---------- Data ----------
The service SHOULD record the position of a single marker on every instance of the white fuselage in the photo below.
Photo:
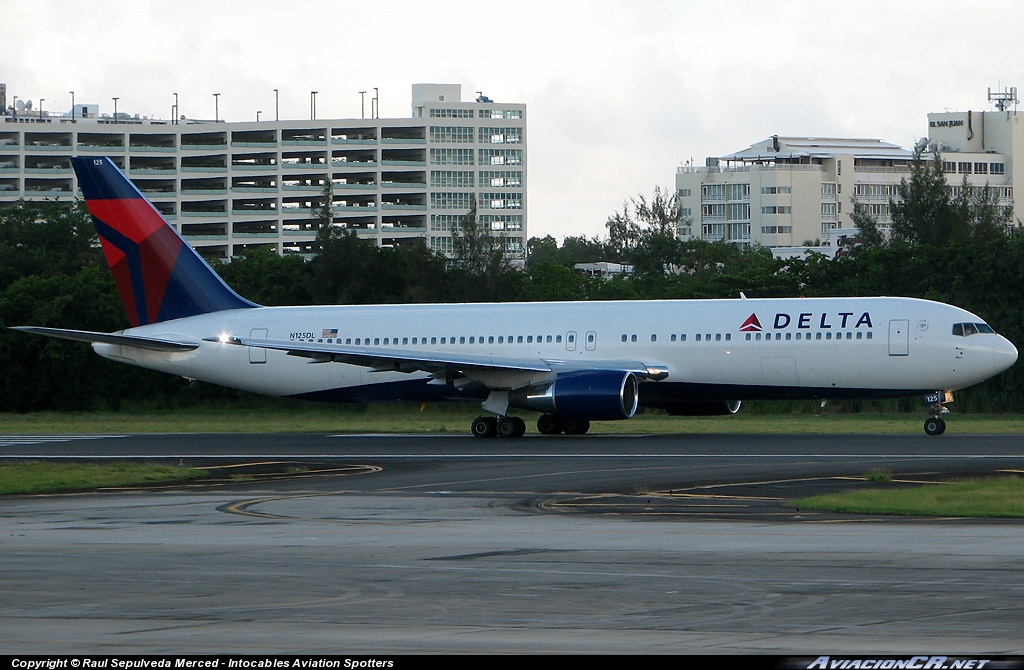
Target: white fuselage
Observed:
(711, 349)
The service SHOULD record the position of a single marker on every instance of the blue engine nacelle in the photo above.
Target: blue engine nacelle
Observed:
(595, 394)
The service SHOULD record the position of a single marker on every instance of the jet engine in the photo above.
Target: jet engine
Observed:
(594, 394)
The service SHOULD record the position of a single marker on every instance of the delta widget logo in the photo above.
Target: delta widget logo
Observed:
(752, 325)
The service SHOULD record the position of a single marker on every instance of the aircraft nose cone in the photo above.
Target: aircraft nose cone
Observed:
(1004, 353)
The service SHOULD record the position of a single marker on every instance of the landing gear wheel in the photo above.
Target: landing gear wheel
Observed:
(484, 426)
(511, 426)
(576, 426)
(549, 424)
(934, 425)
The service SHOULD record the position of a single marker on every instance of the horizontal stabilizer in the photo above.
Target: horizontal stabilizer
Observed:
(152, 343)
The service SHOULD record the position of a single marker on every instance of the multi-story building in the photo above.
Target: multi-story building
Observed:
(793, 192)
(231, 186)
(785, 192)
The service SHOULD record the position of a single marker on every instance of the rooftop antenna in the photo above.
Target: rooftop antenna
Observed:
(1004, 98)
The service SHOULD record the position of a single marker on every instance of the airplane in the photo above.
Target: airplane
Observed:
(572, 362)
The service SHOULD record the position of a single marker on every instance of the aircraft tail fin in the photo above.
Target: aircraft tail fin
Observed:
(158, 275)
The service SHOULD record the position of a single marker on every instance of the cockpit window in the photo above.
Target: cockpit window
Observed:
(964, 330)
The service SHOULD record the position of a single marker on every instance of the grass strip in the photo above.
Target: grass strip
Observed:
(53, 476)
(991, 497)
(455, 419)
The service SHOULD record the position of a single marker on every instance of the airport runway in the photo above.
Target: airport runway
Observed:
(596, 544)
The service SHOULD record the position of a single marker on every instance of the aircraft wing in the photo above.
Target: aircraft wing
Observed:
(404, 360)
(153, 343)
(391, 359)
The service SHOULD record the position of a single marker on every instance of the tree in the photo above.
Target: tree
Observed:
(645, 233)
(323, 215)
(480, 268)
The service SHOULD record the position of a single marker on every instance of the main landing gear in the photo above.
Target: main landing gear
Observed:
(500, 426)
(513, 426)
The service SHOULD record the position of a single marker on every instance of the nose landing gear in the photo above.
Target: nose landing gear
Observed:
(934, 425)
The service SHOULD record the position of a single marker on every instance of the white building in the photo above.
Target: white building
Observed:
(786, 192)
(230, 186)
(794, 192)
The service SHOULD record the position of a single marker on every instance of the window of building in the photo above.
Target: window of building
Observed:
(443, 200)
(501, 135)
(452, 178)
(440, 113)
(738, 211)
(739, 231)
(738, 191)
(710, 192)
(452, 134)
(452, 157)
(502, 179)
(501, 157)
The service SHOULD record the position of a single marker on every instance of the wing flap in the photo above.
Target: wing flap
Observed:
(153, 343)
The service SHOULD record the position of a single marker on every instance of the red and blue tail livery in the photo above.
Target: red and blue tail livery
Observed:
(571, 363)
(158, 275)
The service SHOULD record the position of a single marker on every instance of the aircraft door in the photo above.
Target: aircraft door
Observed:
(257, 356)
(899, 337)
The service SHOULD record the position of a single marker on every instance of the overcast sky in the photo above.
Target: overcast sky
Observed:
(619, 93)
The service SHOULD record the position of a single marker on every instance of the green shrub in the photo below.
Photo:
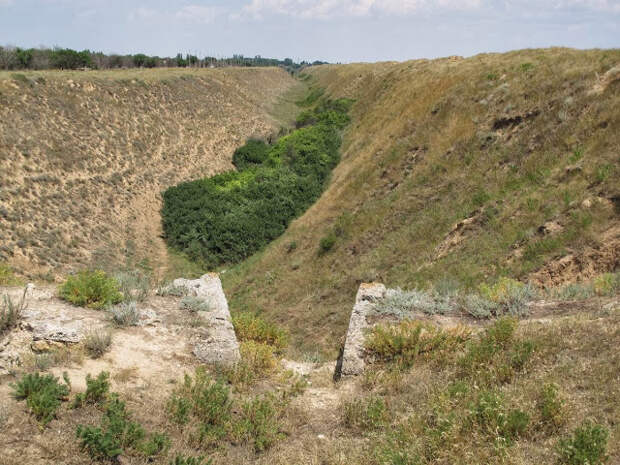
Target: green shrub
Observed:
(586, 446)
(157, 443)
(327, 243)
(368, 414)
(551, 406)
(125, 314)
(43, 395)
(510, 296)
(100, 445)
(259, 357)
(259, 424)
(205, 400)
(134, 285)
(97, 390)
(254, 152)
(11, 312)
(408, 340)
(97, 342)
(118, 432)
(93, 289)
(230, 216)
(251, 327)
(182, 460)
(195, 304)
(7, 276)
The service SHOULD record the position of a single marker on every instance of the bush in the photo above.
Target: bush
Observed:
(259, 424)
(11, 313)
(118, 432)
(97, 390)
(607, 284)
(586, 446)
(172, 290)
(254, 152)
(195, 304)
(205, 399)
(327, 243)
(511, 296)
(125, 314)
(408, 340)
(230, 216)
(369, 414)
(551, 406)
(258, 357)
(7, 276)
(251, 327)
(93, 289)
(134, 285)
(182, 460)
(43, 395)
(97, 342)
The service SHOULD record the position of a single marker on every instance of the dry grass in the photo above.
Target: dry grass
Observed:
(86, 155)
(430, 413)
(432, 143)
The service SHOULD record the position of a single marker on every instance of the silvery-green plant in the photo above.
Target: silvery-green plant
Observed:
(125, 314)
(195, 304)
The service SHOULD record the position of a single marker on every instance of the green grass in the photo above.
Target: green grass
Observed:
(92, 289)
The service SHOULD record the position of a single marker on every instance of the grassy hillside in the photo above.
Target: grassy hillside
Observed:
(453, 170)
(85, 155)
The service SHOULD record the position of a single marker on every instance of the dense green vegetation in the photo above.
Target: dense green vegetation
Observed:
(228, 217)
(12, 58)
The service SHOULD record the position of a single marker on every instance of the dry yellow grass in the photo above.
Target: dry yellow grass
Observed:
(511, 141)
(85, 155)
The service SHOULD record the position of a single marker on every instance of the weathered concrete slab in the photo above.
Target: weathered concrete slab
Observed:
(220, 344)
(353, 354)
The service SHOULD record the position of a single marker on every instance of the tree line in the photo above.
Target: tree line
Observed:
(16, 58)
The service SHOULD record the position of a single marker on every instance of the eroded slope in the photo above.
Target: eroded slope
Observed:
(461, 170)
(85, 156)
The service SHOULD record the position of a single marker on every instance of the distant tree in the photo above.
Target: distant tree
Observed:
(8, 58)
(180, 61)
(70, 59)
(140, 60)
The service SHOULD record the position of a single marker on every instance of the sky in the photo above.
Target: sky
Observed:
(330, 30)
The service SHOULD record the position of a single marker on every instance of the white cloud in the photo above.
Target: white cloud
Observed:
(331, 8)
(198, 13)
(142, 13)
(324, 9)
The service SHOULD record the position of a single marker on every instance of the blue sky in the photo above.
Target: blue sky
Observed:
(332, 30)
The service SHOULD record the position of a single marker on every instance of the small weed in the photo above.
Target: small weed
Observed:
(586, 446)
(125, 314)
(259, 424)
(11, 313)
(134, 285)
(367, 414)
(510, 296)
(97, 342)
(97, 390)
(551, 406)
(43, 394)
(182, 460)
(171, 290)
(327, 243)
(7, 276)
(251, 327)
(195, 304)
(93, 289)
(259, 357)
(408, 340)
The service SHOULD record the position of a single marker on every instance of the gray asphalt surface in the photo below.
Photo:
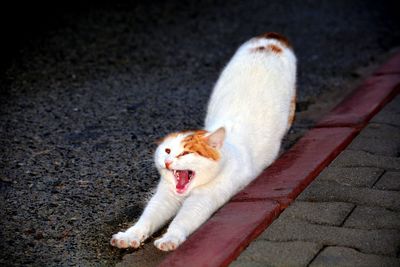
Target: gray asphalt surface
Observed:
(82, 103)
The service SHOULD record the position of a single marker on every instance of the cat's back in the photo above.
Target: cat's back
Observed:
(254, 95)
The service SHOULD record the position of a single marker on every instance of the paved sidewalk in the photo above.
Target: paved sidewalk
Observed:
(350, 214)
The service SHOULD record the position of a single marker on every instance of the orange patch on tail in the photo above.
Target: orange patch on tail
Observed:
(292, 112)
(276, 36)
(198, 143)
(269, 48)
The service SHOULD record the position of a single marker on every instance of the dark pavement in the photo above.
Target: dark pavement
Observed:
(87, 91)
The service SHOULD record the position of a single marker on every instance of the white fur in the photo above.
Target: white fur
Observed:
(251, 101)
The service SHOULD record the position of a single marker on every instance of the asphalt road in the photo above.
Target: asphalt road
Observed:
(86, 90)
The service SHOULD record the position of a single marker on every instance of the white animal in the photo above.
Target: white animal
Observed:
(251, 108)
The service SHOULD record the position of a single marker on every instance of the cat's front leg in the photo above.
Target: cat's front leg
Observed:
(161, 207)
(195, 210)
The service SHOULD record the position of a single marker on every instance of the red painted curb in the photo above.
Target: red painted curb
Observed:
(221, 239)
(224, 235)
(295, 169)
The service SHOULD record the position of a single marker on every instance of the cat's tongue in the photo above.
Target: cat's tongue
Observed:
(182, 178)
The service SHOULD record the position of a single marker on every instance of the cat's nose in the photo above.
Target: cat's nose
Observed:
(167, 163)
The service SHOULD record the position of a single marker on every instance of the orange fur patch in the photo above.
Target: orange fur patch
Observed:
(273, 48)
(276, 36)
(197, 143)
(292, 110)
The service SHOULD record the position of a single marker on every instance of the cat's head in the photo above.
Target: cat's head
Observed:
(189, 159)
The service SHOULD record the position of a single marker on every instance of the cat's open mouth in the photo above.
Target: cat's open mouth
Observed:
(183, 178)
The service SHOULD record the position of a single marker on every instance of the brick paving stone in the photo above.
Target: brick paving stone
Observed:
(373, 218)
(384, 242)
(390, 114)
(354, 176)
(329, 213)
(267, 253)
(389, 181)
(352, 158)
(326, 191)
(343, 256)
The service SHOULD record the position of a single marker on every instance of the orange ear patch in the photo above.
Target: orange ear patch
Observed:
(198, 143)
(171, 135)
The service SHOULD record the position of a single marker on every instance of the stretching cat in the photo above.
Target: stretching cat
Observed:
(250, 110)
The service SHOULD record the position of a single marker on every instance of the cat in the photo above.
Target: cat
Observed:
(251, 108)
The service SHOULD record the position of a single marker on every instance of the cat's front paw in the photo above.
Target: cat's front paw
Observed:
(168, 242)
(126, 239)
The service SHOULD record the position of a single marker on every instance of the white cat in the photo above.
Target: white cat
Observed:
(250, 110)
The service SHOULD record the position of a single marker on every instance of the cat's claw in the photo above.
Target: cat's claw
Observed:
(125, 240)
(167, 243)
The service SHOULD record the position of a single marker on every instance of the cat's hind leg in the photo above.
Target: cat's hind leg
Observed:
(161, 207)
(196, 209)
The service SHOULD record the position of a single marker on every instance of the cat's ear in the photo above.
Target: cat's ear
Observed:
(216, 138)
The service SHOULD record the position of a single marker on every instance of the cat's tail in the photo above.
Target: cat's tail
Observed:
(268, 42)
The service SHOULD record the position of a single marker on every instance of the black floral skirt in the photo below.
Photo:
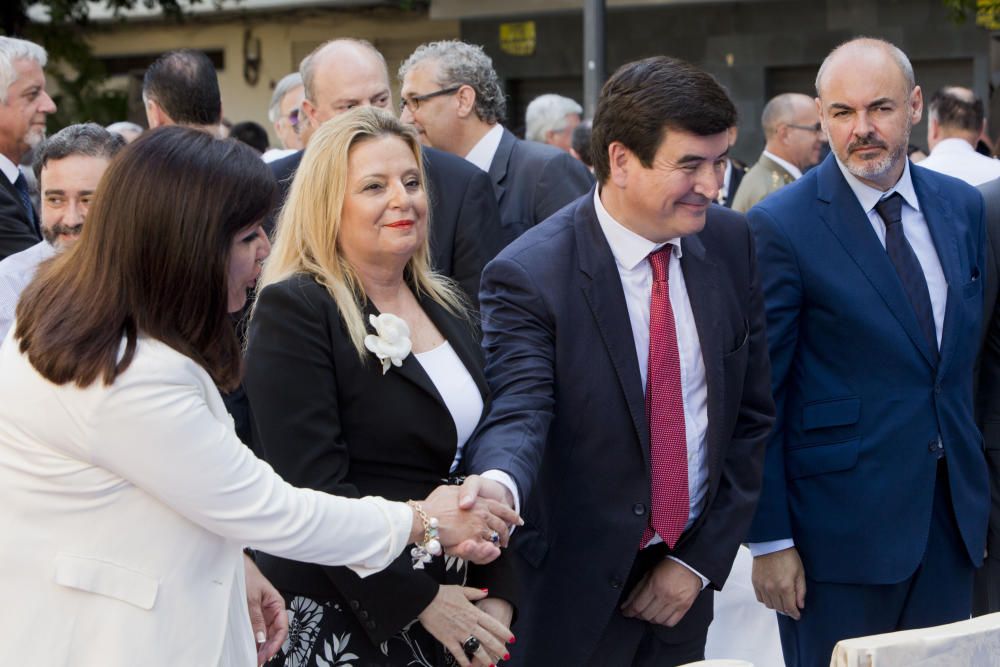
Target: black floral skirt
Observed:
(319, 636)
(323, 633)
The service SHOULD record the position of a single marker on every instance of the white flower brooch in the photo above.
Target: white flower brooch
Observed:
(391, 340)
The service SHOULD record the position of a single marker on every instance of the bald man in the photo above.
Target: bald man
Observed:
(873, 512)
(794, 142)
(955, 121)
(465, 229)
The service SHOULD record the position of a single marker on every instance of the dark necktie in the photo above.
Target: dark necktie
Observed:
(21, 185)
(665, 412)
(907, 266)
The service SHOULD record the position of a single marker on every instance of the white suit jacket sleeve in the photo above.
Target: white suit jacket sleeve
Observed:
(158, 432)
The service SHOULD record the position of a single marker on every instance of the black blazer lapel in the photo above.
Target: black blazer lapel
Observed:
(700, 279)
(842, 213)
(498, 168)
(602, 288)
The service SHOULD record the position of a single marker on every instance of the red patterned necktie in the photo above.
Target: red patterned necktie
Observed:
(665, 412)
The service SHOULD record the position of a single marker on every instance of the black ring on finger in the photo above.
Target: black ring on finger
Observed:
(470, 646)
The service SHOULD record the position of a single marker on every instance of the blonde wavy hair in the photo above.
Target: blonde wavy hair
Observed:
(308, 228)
----------
**Problem to work on:** Using the data above, copy each line that contains "weed".

**Output for this exercise:**
The service SHOULD record the position of a single marker on every instance of the small weed in the photo above.
Target: small weed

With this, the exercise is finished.